(Outline lines)
• • • •

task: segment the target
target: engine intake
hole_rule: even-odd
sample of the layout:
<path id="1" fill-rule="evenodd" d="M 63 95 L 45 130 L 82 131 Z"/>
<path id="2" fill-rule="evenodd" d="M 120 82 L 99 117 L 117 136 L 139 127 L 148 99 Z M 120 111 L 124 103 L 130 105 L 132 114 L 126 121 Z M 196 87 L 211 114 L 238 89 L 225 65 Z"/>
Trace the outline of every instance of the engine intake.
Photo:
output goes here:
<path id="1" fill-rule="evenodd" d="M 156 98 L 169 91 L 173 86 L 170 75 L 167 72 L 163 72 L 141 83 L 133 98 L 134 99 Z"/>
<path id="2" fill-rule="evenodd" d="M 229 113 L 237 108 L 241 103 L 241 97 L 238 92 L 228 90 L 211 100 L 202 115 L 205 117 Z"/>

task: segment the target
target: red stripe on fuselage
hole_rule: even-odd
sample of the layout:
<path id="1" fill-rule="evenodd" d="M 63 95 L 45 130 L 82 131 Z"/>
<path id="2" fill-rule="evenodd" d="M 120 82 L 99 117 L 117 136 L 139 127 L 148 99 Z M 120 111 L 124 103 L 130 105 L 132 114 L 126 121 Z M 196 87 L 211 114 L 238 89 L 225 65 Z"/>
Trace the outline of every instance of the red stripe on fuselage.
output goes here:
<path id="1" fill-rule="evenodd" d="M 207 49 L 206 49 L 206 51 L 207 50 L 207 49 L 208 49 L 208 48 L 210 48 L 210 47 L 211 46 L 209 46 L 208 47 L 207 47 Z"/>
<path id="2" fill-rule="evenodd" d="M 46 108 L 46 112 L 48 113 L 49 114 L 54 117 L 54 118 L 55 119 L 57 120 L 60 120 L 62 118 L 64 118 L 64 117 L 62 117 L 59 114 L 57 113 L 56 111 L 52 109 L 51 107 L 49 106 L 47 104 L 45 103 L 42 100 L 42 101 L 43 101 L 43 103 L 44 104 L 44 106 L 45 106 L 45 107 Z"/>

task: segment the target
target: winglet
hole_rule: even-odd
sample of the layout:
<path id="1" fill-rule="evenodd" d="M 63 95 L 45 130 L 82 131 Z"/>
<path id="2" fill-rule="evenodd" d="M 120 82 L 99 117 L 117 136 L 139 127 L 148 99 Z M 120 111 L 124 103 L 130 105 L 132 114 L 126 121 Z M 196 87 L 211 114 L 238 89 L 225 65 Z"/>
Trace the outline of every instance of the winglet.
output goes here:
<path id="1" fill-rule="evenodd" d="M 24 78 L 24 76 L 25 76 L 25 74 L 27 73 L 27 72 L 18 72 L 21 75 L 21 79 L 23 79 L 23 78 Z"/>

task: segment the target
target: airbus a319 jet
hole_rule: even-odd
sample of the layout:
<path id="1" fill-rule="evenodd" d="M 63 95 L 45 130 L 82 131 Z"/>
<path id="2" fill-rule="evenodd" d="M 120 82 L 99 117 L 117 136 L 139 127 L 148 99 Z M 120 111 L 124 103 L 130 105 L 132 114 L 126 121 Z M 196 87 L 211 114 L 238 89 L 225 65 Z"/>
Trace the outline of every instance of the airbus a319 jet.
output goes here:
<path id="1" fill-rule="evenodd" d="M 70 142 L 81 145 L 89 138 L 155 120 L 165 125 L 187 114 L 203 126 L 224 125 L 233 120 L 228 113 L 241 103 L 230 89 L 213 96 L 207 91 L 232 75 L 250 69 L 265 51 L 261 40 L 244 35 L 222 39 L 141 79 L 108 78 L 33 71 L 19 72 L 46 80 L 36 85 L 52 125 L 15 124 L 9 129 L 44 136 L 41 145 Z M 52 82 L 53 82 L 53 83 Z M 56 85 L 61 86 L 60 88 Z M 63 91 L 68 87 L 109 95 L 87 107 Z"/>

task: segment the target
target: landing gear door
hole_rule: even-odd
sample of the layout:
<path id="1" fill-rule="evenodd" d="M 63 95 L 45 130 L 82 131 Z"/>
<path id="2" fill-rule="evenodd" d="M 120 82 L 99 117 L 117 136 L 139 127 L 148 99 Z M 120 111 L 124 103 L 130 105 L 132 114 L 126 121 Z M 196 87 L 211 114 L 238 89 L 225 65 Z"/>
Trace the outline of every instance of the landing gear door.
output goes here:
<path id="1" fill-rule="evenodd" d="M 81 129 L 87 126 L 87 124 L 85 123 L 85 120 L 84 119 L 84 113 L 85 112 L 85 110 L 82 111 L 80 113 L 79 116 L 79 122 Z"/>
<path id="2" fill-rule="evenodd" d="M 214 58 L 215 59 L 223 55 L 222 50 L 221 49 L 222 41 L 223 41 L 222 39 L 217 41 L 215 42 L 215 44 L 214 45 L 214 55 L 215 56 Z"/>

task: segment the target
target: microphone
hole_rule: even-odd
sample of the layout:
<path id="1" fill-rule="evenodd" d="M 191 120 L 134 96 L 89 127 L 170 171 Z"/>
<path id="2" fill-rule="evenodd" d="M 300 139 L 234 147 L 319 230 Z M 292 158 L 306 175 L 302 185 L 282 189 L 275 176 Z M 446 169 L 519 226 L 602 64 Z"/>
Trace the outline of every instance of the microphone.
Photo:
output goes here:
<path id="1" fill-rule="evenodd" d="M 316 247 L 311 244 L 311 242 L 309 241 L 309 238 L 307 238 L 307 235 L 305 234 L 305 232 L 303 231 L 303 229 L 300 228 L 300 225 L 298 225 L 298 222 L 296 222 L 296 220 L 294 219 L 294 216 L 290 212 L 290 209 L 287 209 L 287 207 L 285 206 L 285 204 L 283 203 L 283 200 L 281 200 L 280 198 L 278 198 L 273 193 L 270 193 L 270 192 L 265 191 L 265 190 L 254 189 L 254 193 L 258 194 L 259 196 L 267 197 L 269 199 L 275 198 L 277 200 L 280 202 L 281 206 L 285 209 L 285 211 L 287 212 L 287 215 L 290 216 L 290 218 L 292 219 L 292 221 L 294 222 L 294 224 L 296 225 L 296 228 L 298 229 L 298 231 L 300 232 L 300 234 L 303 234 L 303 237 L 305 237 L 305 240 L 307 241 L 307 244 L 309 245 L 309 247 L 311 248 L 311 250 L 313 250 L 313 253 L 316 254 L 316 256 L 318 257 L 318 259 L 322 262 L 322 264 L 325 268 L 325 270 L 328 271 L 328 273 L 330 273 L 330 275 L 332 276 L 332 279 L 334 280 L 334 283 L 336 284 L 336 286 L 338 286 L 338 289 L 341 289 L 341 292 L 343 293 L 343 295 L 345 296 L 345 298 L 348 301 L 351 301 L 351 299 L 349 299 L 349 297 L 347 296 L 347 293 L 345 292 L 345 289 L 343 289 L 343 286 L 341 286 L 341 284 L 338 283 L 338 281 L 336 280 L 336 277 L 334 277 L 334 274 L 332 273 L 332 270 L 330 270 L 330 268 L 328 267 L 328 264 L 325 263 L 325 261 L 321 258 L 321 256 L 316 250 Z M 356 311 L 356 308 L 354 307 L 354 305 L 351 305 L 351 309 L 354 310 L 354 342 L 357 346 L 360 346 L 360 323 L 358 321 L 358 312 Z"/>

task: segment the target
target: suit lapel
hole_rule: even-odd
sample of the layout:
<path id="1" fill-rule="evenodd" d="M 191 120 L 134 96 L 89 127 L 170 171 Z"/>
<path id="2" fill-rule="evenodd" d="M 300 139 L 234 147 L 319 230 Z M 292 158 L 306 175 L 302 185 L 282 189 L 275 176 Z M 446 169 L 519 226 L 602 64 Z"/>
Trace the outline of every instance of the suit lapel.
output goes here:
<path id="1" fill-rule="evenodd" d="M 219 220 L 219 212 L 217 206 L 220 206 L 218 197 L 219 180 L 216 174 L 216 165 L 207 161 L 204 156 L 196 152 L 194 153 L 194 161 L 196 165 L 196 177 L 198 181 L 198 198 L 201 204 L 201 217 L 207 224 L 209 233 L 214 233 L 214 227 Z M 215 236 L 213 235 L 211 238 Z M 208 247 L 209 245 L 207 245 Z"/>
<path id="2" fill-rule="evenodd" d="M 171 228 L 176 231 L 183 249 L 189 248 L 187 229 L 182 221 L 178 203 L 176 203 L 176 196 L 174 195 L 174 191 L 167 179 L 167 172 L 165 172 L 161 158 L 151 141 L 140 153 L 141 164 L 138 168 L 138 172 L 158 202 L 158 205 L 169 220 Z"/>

• • • •

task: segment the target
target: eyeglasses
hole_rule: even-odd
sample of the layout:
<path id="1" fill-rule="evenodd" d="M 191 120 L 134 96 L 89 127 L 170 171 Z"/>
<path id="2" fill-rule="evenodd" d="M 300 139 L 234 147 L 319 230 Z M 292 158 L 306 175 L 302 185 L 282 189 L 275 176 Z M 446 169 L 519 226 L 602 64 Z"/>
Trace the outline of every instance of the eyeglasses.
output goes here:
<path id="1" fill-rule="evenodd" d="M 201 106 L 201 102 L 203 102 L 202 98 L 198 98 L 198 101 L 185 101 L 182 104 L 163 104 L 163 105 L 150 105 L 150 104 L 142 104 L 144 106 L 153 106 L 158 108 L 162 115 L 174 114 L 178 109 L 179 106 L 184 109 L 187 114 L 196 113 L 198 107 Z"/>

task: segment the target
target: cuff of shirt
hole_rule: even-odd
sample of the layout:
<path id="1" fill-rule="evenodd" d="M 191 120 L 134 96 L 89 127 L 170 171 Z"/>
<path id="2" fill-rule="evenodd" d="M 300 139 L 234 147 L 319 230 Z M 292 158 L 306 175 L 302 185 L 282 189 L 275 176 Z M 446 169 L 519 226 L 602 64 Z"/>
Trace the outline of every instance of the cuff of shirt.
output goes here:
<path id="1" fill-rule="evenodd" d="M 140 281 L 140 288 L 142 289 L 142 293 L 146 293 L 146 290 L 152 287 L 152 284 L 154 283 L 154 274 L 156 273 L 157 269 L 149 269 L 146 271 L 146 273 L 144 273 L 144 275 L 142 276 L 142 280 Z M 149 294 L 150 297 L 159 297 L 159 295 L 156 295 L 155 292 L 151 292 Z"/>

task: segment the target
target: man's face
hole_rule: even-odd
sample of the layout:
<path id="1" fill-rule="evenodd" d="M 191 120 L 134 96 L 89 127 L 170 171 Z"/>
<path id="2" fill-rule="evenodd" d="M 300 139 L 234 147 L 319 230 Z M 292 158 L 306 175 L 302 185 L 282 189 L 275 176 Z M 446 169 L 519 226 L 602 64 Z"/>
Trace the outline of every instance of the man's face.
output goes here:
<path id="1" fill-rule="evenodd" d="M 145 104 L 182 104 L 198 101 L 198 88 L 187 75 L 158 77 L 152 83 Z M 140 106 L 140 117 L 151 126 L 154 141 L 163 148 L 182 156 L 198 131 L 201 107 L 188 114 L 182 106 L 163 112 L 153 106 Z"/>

• • • •

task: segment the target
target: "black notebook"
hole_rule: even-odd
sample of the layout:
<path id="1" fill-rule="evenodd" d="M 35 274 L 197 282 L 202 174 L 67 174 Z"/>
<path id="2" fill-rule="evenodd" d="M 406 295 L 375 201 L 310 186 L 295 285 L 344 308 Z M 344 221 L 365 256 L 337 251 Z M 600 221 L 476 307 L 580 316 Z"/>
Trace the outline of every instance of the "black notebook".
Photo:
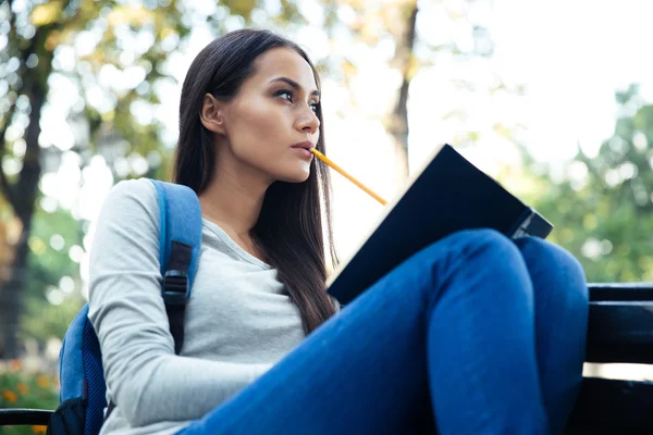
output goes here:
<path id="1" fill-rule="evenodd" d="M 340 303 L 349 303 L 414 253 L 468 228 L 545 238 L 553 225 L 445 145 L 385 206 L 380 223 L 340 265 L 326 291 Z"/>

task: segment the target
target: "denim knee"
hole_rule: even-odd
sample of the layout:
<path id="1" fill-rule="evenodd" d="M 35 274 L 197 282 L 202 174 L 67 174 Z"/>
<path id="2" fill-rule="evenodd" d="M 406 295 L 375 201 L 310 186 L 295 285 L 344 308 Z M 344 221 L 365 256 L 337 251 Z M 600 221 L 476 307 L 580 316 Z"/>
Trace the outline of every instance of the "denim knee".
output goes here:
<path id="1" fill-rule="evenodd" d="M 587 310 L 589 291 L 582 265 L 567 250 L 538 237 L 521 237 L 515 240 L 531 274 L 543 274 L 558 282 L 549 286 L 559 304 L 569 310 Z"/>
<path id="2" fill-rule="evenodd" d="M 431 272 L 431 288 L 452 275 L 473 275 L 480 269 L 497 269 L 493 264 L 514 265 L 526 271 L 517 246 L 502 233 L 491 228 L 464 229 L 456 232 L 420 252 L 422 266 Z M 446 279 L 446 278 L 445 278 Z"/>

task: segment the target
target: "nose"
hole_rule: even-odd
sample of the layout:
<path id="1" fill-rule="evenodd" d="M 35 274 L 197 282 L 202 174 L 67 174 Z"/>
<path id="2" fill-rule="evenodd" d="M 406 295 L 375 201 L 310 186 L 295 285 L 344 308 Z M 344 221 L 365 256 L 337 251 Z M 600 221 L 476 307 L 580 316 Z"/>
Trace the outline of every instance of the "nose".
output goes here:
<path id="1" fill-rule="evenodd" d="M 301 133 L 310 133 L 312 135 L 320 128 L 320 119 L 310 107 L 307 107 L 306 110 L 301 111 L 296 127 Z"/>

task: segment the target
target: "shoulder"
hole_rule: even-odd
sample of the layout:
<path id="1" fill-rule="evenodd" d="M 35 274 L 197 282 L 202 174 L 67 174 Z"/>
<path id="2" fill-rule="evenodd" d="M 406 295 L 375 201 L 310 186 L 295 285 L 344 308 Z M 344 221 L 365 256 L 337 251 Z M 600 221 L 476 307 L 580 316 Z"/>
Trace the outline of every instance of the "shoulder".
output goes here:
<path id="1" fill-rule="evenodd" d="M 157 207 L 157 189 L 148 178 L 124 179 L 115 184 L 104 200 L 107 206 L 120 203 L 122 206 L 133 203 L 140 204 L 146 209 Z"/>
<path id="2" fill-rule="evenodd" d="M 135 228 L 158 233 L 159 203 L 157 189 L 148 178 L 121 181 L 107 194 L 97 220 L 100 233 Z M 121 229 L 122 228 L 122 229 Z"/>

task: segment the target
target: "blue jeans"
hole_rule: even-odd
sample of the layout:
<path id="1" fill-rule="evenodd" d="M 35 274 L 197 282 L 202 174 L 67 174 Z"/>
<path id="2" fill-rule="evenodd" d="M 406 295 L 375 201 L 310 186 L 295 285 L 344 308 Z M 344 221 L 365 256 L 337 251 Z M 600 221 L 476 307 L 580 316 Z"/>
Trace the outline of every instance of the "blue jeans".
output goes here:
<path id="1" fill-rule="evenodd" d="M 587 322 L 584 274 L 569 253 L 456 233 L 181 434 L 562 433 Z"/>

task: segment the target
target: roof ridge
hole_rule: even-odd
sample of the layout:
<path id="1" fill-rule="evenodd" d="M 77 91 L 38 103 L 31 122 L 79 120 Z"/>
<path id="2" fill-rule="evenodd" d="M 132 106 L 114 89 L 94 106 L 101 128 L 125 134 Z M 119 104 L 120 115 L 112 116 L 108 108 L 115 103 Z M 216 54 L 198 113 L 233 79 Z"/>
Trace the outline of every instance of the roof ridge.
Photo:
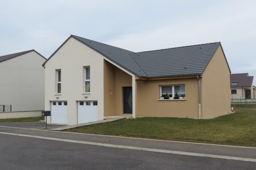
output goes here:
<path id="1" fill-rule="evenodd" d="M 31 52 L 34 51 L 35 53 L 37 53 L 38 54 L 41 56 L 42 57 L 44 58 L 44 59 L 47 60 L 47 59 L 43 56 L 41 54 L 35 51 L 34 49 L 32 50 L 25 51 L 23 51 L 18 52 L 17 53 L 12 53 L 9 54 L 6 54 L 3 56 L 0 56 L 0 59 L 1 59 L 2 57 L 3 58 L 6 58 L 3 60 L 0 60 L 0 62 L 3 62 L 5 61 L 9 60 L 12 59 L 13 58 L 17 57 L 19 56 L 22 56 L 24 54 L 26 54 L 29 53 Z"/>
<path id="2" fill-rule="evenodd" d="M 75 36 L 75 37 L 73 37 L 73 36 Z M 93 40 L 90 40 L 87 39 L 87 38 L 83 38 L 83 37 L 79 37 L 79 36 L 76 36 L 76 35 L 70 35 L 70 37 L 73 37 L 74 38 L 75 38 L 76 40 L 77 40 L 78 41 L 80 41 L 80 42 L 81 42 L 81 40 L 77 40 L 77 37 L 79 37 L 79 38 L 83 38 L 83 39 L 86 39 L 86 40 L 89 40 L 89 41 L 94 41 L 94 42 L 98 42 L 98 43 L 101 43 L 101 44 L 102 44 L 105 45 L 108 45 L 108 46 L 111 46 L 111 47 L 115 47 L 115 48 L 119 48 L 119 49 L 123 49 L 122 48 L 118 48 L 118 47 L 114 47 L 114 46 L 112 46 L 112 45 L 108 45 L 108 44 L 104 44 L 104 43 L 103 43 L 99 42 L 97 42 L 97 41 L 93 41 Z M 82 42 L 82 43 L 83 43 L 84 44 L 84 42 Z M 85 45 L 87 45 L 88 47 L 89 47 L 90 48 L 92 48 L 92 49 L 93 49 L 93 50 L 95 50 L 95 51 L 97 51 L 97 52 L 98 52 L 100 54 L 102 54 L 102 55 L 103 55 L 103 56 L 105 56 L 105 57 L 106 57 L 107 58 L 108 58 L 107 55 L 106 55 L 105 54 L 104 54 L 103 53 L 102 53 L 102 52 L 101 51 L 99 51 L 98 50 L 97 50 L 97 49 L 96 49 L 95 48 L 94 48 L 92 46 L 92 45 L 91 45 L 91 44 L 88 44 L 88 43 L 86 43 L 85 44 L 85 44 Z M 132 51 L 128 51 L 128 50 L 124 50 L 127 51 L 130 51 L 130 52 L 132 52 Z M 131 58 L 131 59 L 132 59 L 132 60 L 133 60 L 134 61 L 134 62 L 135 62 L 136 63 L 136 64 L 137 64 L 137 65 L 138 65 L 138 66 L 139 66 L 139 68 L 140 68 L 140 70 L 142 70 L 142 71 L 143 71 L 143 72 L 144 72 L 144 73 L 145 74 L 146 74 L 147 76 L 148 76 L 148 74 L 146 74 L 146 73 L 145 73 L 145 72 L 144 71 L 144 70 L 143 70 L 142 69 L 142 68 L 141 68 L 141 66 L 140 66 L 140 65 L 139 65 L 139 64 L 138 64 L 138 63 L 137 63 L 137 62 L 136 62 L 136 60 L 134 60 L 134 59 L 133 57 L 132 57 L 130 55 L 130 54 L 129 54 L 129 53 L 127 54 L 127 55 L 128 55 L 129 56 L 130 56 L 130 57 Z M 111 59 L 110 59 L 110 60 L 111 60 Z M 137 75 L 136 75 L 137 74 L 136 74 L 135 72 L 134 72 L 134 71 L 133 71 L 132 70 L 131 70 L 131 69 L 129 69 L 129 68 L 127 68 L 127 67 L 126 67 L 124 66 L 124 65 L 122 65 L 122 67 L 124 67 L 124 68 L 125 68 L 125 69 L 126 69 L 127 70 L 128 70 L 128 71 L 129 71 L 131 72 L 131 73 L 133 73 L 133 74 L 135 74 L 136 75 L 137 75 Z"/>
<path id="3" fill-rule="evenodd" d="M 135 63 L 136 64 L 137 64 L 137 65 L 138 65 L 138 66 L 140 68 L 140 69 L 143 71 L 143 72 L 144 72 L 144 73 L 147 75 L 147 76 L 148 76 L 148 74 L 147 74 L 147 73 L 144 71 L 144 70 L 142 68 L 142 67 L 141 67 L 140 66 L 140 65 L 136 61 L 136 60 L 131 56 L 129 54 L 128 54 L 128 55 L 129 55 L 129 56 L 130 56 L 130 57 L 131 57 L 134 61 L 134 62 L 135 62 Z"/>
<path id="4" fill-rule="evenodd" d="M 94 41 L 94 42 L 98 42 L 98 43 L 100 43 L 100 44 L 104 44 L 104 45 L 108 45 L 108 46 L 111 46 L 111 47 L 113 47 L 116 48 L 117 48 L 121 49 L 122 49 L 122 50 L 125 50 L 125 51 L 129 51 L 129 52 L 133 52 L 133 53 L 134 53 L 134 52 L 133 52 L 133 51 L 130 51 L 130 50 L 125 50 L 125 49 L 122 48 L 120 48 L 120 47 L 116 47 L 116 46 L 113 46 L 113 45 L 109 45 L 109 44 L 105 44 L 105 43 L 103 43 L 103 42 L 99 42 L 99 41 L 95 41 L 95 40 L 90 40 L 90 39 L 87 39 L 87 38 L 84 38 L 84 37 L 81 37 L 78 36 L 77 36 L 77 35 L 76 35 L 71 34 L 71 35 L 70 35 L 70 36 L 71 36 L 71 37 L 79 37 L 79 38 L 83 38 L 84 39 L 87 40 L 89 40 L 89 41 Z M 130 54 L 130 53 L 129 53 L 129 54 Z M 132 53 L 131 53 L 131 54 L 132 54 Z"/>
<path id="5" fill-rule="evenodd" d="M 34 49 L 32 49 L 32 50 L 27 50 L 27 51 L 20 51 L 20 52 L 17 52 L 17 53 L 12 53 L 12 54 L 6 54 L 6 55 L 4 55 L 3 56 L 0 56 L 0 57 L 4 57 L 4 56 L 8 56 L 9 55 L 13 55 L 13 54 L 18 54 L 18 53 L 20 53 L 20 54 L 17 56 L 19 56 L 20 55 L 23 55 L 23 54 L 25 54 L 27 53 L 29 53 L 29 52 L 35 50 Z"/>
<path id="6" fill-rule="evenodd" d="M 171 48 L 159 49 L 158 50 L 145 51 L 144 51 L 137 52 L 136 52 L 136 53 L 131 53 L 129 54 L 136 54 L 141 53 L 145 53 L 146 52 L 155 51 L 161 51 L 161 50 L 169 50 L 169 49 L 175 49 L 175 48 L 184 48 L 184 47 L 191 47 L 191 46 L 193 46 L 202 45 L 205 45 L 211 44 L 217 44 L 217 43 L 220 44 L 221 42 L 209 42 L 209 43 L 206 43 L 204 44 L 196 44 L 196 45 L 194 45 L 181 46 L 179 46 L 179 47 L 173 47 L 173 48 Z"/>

• • • •

** Do this **
How many of the lines above contain the string "gear"? Give only the number, and treat uppercase and lowercase as different.

** Completed exercise **
2